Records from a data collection
== Segment start ==
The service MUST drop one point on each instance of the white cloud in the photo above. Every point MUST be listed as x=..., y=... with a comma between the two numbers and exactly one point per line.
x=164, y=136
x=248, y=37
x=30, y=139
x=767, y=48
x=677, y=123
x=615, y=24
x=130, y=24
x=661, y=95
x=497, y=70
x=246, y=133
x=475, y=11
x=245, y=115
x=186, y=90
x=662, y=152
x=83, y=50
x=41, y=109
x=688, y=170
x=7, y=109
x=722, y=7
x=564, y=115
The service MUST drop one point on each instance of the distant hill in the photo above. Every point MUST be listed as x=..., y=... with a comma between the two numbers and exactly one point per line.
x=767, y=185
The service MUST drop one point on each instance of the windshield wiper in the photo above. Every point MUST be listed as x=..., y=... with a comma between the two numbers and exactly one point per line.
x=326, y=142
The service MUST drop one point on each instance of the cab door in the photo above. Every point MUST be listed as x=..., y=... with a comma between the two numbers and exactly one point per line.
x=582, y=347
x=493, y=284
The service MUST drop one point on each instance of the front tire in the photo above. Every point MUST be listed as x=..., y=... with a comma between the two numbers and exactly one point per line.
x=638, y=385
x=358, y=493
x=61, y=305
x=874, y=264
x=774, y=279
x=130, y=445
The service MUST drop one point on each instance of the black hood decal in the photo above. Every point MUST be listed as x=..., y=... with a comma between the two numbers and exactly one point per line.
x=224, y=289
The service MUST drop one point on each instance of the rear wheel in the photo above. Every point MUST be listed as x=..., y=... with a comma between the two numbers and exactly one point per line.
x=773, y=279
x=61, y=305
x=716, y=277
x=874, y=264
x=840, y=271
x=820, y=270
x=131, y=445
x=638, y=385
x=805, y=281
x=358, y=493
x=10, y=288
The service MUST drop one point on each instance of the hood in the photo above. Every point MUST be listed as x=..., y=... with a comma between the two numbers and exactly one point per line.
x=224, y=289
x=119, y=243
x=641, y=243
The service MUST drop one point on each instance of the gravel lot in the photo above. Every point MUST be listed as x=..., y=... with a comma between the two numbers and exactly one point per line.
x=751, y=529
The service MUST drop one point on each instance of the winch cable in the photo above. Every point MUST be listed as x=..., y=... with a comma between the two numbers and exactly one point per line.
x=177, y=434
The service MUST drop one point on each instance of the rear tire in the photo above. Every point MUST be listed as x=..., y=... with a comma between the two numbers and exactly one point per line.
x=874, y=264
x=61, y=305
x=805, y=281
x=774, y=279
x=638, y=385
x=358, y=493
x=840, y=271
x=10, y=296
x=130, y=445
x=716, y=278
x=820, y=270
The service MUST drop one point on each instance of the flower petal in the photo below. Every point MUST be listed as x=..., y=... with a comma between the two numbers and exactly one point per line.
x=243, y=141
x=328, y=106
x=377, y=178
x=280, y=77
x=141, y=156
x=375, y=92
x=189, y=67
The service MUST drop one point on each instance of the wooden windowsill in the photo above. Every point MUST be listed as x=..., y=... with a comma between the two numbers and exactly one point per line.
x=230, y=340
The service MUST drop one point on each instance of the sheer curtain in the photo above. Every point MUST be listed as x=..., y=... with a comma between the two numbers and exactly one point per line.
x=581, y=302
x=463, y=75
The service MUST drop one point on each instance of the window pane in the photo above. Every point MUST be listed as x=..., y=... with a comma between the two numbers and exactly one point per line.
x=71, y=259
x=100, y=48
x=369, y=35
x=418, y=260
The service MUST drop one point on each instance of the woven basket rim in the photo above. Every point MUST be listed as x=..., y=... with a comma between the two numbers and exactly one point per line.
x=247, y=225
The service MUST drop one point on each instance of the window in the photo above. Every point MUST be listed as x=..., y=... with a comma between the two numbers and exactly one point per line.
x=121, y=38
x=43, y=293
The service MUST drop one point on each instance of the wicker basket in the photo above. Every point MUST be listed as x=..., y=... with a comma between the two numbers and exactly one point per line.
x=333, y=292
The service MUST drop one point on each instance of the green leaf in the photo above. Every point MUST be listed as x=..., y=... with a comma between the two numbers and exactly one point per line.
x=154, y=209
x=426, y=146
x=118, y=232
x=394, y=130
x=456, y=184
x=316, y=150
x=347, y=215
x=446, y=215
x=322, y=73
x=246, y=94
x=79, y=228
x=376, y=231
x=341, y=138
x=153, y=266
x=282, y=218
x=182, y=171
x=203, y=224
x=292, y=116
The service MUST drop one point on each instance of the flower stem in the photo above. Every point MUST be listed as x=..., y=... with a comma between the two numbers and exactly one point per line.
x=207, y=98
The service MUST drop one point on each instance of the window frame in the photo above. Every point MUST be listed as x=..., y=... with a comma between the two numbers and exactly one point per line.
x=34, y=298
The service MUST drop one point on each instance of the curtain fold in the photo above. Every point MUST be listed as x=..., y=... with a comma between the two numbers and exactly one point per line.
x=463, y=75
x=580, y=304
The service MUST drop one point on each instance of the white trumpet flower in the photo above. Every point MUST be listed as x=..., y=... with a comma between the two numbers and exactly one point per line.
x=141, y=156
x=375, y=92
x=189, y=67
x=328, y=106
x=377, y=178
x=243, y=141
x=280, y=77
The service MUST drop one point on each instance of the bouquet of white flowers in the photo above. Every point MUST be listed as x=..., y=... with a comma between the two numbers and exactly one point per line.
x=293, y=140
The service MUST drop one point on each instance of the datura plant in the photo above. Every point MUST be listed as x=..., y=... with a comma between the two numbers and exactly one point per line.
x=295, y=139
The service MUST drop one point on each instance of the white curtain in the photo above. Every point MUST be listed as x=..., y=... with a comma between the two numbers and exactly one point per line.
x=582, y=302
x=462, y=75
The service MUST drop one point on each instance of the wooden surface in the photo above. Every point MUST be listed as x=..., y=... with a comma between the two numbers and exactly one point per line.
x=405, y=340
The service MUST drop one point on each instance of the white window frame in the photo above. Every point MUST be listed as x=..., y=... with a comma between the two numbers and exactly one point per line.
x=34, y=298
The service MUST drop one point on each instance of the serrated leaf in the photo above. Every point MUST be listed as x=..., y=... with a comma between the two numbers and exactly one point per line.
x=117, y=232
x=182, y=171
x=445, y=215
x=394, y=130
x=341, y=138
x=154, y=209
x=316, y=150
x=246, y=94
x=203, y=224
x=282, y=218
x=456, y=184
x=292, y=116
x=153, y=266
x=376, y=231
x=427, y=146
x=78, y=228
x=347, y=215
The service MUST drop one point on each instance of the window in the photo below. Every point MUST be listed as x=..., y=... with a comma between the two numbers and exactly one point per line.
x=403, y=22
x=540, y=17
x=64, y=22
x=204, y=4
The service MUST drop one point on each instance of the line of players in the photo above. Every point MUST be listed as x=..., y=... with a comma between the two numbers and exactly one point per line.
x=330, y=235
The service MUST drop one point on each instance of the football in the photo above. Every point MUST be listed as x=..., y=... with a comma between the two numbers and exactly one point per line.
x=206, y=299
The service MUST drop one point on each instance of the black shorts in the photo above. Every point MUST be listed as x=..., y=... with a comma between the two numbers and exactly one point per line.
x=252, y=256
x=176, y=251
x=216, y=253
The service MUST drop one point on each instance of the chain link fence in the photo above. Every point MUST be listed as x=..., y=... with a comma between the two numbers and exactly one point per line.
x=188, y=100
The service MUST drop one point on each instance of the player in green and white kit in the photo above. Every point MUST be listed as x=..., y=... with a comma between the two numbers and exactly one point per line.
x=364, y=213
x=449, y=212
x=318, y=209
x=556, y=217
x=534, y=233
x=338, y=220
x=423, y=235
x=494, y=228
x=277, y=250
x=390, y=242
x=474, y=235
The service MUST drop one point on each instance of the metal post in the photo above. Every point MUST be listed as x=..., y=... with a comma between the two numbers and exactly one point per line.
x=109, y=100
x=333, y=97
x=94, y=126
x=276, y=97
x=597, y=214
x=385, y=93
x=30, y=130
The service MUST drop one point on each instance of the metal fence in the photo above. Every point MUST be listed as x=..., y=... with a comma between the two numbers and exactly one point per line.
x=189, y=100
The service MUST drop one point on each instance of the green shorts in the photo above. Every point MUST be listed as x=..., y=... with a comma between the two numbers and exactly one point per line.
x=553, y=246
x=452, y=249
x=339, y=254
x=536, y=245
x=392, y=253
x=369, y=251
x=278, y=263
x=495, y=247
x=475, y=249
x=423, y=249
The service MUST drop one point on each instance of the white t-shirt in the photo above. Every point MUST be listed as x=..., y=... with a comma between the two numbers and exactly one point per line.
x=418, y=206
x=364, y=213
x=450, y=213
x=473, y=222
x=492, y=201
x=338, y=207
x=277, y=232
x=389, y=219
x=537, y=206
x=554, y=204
== Segment end ==
**Prompt:**
Keep only the lines from the line with "the metal fence" to the end of the records above, and repeat them exactly.

**Your response:**
The service MUST drop one point on each instance of the metal fence in the photo above. Every point MUST be listed as x=..., y=... with a comma between the two numbers and exactly one point per line.
x=189, y=100
The service MUST drop one point on each instance of the green shorts in the photo above. Every point MUST be listed as x=..., y=... with a comma between the two numbers and exactly one point per line.
x=553, y=246
x=452, y=249
x=339, y=254
x=536, y=245
x=392, y=253
x=369, y=251
x=278, y=263
x=495, y=247
x=475, y=249
x=423, y=249
The service MUST drop one point on each instance of the white t-shirt in the photo above. Every point MUST be listed as x=..., y=... with a comma between the two numbers and exactly one point per line.
x=418, y=206
x=364, y=213
x=450, y=213
x=473, y=222
x=492, y=201
x=338, y=207
x=277, y=232
x=389, y=219
x=537, y=206
x=554, y=204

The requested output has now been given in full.